# DESCRIPTION OF THE TASK
Start at the line containing "the black suv?" and transcribe every line exactly through the end of the records below, and only those lines.
:: RECORDS TO USE ::
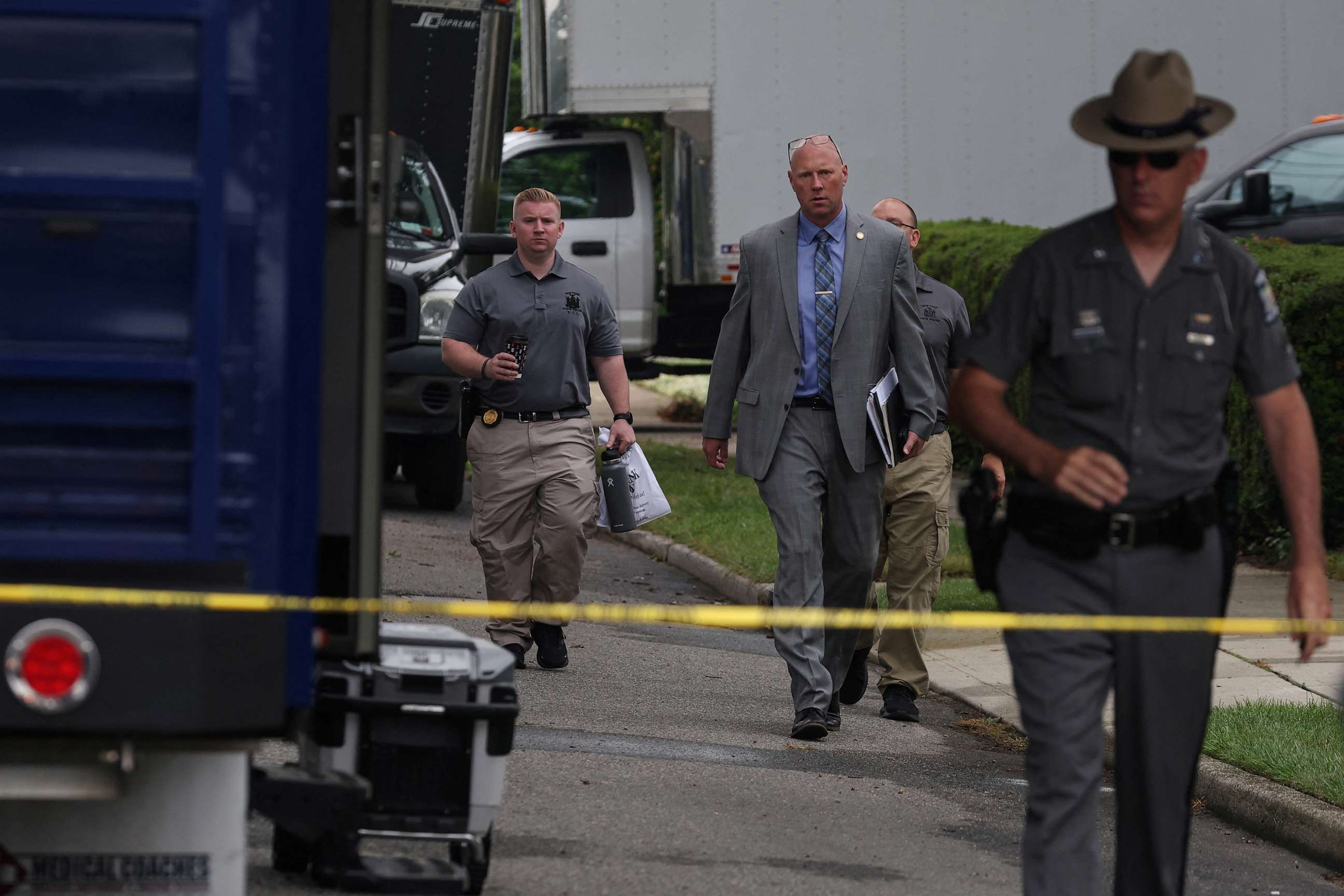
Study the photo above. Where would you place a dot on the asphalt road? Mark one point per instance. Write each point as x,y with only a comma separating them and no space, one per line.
657,762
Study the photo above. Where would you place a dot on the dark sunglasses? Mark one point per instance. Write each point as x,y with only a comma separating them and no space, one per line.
822,140
1159,160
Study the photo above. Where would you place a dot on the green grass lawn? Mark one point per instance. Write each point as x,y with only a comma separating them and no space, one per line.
1300,746
721,515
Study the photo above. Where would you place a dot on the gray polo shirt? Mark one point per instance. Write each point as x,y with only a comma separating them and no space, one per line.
947,330
1140,372
565,316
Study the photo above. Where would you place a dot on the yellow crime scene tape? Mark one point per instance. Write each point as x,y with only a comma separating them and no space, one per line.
702,615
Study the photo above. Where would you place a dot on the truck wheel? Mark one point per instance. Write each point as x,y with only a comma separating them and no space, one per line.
289,853
439,473
476,871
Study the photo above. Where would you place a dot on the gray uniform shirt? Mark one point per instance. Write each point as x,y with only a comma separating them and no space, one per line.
565,316
1139,372
947,330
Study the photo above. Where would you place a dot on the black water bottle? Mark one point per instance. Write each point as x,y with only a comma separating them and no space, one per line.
616,488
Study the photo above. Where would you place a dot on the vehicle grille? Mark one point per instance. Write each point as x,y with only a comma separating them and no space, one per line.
436,397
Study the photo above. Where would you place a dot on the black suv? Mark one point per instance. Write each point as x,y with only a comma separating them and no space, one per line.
421,397
1292,187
:::
# TASK RESPONSE
Study the photo above. Where would you place a dot on the black suv? Mark one point per instance. Write each point as x,y with only a comma separating them and no space, one per line.
421,397
1292,187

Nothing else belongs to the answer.